::: TASK DATA

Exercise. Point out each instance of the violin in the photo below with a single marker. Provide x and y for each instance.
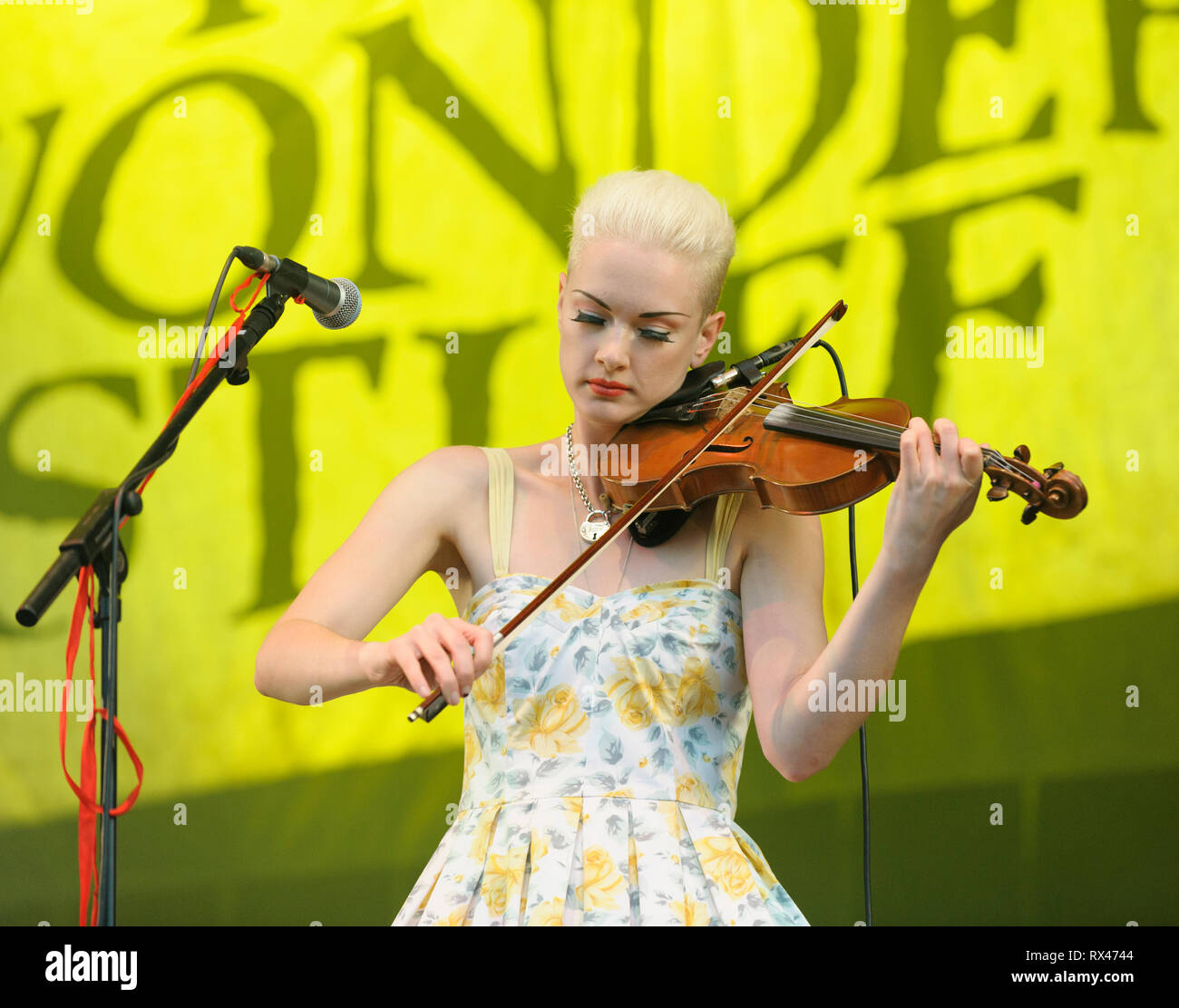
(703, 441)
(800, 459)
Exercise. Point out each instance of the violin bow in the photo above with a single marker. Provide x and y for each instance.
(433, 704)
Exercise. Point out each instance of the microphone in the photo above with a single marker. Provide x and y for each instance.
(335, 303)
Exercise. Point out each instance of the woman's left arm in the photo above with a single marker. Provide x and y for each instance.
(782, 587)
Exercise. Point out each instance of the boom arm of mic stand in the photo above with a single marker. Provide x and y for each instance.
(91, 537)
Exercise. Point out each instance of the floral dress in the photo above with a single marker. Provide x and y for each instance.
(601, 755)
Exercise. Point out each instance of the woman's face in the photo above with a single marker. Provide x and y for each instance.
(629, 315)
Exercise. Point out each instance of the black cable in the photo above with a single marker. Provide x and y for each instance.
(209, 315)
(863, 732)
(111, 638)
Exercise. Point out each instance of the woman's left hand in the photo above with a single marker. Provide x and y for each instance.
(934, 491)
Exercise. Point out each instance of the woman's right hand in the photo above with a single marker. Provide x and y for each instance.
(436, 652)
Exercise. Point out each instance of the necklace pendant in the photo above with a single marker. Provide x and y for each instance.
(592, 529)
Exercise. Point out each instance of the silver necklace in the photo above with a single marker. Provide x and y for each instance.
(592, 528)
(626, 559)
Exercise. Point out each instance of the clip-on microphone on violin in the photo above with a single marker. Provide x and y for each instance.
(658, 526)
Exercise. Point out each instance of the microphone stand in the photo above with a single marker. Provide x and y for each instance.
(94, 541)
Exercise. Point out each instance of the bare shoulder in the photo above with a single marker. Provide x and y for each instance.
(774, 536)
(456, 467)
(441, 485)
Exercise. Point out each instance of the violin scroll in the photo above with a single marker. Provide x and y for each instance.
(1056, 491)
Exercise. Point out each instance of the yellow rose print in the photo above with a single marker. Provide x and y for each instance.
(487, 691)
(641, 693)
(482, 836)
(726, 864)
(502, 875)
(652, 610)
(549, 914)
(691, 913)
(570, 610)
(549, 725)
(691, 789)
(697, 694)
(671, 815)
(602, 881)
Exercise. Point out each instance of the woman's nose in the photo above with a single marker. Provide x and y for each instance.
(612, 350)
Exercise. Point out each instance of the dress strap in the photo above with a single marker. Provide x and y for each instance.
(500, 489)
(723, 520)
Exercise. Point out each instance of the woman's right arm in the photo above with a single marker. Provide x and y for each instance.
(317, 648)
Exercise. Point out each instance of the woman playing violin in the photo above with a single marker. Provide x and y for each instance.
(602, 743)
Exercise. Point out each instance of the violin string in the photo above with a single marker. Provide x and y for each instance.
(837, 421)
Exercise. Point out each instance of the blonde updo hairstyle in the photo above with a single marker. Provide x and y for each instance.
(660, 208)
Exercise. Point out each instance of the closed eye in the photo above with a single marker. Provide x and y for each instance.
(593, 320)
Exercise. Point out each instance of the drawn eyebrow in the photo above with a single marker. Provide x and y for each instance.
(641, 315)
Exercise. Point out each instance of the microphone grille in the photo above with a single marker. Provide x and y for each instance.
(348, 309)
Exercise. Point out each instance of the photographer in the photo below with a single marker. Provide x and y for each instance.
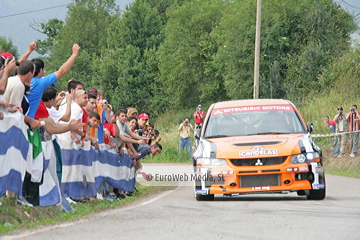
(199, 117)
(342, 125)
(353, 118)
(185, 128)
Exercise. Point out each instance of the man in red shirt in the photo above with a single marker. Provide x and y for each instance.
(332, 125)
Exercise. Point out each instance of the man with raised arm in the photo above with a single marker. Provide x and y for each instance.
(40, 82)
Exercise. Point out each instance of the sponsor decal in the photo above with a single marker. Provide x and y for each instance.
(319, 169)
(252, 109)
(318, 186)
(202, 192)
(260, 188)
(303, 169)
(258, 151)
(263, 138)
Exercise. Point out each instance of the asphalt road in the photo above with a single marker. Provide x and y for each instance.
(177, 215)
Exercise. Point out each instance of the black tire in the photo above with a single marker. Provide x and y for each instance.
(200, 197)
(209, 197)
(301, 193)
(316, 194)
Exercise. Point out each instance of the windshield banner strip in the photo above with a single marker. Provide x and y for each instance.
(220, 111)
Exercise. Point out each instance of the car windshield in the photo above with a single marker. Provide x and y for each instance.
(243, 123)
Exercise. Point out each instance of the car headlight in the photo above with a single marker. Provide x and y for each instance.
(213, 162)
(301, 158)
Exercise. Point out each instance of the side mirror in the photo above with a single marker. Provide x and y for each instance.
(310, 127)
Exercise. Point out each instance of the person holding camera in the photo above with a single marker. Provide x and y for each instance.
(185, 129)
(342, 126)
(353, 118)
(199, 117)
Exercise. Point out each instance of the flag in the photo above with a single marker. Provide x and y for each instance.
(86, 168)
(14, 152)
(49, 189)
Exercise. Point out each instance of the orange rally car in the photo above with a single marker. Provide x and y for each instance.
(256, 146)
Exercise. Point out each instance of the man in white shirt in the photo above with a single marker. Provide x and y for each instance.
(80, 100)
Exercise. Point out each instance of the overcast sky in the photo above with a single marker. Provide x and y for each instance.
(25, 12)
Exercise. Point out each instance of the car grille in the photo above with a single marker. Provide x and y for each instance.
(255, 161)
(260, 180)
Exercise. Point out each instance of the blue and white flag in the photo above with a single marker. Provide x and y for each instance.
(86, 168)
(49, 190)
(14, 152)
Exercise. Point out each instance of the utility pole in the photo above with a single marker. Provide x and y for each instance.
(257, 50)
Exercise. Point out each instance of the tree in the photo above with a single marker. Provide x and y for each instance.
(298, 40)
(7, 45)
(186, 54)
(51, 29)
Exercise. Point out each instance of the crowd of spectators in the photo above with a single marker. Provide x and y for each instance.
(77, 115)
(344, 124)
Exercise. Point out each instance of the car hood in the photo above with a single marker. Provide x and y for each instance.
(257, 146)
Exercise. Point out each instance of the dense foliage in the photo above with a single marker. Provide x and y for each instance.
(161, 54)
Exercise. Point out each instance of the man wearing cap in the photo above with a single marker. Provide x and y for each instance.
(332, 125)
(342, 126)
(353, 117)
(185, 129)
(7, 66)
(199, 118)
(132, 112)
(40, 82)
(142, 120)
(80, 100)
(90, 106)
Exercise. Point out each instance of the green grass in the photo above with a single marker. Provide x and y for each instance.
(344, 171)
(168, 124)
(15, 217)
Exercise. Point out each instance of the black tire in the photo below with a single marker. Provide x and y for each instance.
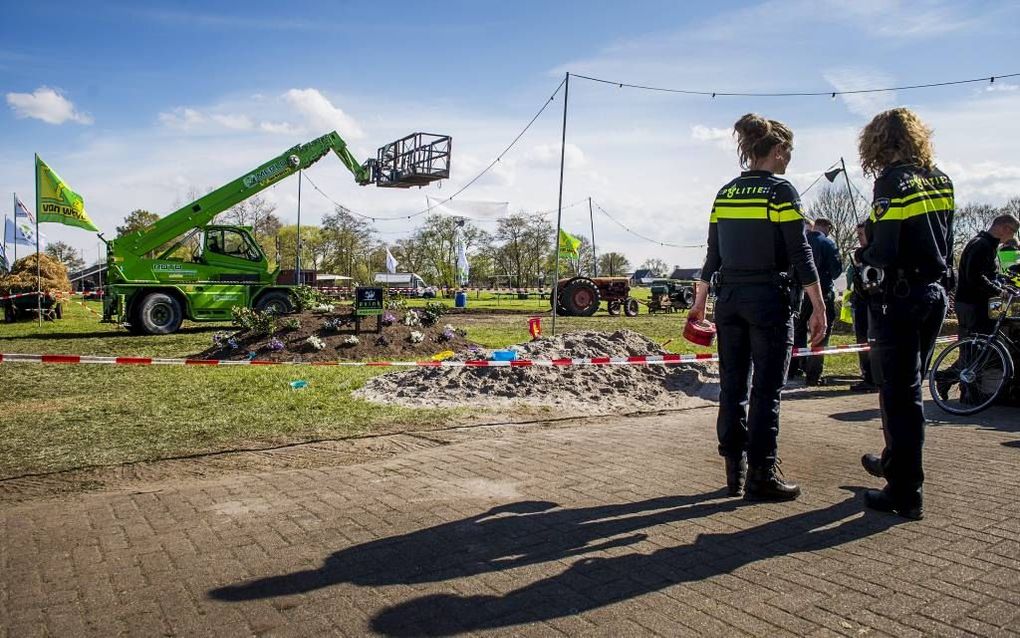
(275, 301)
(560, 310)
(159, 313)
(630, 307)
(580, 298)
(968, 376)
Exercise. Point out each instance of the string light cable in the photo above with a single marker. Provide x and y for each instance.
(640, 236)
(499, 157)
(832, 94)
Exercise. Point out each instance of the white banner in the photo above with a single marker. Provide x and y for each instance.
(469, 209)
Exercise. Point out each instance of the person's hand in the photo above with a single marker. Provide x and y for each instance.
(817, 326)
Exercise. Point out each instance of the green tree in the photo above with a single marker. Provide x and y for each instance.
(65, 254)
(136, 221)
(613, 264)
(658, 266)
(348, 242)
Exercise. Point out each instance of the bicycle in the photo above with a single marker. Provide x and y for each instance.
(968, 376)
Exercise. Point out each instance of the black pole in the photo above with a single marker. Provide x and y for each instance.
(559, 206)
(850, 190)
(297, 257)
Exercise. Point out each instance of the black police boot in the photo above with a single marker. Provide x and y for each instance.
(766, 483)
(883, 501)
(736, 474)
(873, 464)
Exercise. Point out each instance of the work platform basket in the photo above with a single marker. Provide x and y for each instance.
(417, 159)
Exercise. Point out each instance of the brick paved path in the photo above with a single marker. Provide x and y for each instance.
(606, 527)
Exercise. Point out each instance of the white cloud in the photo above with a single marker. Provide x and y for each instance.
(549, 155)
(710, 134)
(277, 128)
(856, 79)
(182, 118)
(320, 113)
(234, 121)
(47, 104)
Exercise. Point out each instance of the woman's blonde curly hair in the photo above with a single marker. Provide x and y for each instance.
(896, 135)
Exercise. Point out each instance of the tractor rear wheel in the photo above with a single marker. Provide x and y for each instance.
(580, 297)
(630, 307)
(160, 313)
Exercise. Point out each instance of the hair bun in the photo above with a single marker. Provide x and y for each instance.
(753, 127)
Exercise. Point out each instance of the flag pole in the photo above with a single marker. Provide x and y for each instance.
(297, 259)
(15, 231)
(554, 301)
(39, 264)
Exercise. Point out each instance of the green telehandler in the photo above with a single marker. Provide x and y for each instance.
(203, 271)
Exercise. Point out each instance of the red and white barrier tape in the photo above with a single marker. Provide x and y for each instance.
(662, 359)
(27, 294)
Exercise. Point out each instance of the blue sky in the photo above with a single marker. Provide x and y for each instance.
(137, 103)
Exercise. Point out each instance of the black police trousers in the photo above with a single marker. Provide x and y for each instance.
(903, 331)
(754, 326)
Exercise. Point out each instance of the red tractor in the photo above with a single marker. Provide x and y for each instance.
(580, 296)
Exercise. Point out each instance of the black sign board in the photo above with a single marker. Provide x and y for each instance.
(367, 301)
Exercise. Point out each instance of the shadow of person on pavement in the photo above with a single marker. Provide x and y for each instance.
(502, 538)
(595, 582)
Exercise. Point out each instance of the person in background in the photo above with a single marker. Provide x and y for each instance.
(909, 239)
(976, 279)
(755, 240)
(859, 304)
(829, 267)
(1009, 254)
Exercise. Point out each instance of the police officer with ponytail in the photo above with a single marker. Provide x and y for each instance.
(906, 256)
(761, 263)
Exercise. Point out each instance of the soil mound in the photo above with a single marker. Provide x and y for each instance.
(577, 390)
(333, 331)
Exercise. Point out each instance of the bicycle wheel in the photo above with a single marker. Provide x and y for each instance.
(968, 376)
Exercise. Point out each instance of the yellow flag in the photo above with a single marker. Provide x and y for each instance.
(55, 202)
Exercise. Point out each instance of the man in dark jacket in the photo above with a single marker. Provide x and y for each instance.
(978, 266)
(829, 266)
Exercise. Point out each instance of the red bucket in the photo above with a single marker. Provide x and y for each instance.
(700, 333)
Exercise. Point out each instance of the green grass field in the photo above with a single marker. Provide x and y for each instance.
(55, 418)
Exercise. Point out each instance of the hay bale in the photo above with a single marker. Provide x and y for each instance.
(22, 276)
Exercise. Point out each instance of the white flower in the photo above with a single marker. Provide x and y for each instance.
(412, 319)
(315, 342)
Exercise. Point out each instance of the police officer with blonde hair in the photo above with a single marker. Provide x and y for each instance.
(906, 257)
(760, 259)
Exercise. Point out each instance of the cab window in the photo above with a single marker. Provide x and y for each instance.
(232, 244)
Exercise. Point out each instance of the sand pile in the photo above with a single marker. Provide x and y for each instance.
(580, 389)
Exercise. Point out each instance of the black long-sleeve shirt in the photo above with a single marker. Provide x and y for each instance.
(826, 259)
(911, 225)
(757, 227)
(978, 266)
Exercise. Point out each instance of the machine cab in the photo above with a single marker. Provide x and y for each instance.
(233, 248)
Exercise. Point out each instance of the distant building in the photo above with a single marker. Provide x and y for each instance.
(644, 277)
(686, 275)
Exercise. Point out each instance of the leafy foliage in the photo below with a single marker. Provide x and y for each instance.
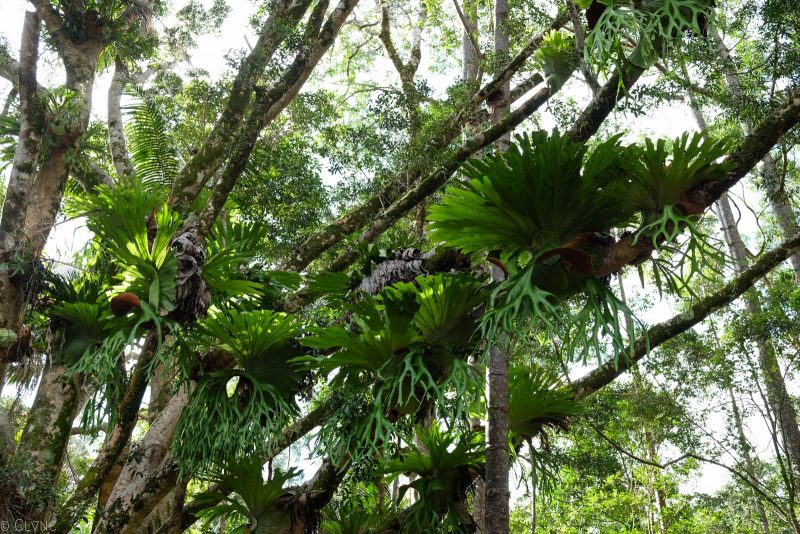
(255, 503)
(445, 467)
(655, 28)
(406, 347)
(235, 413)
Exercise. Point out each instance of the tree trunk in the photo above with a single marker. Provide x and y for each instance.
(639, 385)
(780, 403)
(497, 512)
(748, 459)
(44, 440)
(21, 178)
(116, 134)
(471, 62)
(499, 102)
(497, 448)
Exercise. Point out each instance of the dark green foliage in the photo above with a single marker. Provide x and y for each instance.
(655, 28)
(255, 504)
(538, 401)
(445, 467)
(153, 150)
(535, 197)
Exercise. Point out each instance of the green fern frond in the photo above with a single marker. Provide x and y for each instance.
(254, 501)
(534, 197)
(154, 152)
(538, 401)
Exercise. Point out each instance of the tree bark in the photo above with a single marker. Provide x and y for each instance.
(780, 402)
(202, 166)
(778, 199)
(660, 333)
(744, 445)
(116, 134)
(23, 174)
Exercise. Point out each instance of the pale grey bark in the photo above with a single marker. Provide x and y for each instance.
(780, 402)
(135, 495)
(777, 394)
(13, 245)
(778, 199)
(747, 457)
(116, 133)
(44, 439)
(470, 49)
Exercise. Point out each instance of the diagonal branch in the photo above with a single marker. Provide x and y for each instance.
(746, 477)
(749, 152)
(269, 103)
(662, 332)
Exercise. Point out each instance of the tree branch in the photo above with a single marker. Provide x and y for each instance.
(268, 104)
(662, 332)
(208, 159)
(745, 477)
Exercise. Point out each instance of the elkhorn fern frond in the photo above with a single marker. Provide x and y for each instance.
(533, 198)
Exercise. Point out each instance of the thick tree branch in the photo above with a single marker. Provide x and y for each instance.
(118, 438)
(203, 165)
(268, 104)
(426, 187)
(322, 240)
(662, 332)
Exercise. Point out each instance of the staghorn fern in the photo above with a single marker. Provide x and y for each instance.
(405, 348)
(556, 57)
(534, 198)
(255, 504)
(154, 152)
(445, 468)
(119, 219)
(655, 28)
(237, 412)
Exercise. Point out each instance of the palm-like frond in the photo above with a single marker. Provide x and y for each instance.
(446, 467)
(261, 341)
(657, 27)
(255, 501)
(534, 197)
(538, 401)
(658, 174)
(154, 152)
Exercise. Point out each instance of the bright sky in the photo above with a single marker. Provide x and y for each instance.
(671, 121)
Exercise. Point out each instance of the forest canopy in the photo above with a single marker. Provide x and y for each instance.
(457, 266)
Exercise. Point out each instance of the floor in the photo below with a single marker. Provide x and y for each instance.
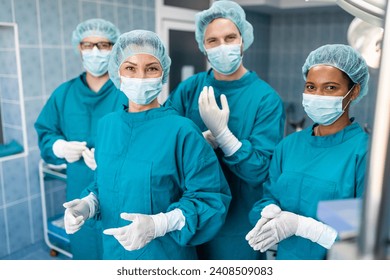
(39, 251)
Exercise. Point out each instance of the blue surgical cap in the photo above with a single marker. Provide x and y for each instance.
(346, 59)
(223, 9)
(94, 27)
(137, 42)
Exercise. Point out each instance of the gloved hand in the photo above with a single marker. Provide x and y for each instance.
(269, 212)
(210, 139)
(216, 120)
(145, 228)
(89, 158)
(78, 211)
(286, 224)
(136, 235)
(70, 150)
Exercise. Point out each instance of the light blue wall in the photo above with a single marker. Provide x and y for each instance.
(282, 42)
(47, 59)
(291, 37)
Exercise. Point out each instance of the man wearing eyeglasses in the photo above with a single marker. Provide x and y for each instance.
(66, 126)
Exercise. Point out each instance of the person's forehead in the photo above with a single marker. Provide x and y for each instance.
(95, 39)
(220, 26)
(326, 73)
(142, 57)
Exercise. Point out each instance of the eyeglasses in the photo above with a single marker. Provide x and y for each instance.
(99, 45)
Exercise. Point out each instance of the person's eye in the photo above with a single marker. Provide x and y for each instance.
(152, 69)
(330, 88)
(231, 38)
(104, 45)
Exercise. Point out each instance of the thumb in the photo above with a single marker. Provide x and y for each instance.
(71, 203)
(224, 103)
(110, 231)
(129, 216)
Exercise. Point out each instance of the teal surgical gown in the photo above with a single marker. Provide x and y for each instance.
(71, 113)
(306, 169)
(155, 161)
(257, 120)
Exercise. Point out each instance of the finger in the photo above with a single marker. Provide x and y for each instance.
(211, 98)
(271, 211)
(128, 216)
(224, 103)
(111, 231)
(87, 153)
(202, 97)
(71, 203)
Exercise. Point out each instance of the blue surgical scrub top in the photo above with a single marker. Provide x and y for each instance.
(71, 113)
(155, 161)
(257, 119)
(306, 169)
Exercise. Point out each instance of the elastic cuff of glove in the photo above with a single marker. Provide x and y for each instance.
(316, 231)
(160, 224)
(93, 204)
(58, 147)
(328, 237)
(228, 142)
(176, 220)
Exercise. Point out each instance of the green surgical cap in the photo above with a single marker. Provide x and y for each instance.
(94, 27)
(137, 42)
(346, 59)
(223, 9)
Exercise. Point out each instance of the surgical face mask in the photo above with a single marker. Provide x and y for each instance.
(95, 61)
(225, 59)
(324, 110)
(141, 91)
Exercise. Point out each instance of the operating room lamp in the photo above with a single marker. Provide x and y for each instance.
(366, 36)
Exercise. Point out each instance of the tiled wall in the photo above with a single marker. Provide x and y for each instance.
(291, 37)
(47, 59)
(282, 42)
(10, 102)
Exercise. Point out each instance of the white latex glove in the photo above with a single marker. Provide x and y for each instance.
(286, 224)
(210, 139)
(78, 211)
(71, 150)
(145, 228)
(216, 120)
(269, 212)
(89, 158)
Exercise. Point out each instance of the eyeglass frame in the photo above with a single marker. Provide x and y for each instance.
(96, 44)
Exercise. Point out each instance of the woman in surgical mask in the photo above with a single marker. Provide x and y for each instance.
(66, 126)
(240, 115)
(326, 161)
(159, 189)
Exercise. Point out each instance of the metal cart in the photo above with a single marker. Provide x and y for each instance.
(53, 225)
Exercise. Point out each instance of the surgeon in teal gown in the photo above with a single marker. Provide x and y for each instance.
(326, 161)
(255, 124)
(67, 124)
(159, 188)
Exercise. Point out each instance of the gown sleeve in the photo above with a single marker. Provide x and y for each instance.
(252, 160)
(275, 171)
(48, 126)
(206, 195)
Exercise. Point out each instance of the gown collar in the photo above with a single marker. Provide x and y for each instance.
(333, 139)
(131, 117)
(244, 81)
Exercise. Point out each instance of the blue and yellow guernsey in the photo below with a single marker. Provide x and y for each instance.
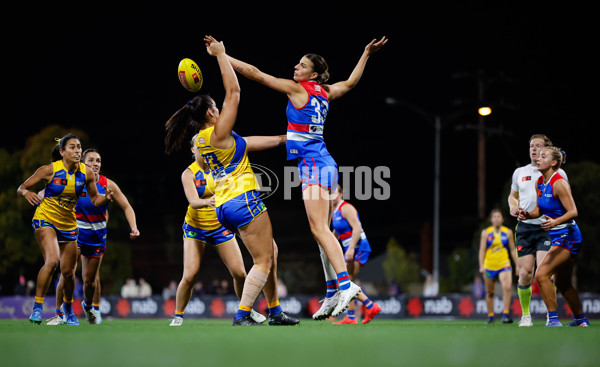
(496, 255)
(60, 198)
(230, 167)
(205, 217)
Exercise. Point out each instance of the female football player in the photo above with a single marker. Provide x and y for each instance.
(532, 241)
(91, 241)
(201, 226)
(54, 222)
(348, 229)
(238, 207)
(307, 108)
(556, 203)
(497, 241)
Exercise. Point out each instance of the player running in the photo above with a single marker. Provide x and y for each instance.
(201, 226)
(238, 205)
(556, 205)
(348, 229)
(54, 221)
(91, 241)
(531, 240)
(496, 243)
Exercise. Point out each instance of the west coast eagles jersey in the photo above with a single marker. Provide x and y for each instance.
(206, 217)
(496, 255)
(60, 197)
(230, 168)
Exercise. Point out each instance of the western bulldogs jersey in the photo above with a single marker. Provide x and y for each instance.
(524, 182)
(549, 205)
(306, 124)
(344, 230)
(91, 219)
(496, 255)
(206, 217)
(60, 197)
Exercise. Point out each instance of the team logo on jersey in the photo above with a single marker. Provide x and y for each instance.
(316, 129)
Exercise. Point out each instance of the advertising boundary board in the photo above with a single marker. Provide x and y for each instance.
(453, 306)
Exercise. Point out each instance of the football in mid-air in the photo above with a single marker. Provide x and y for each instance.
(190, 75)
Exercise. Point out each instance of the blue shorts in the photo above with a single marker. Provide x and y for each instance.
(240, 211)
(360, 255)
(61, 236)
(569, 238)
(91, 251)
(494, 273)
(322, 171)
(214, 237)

::::::

:: SET EXERCISE ::
Beginning with the line that holds "Exercise. Point out each instance of the blue and yellow", extract every line to the end of the material, exactly as it stands, and drop the pictures.

:: SOLVED PROBLEM ::
Exercise. Point out each instance of the blue and yellow guernsey in the photo below with a single marker. Provide x and y for each instance.
(496, 255)
(60, 198)
(230, 167)
(205, 217)
Exercise. Point out each instance of the female football player in the photo above with a single marker. Provide x and y for each instance.
(532, 241)
(91, 241)
(201, 226)
(54, 222)
(348, 229)
(238, 207)
(307, 108)
(556, 203)
(497, 241)
Exercise. Point out each instance of the player running in the photo above with a single marker. Provide x and y for each instance.
(201, 226)
(238, 205)
(556, 205)
(348, 229)
(54, 221)
(91, 241)
(531, 240)
(496, 243)
Exercise. Point out each instance of the west coast eagles jersey in the photo above with a single marker. Provide x and y for each instance.
(206, 217)
(496, 255)
(60, 197)
(230, 168)
Exercise. Point out each instance of the western bulldogs jersey in the photo above with a single marker. Provide x and y for each instance.
(524, 182)
(549, 205)
(306, 124)
(344, 230)
(91, 219)
(496, 255)
(206, 217)
(60, 197)
Exercise. Point out each instance of the team logo on jersey in the photo above with a single marker. Provide x and y for each instance.
(316, 129)
Exercise. Point out each instance of the advertising boundary board in the photo above with a single marker. Provide x and y for each instance.
(453, 306)
Exercise. Point out each instance of the football in mid-air in the photo above with a single marker. Provide x and y for each instance.
(190, 75)
Exercise. Point out each instance of the blue shorts in the photo above with a single marker. Provide x and y for each instance.
(240, 211)
(360, 255)
(61, 236)
(569, 238)
(91, 251)
(494, 273)
(322, 171)
(214, 237)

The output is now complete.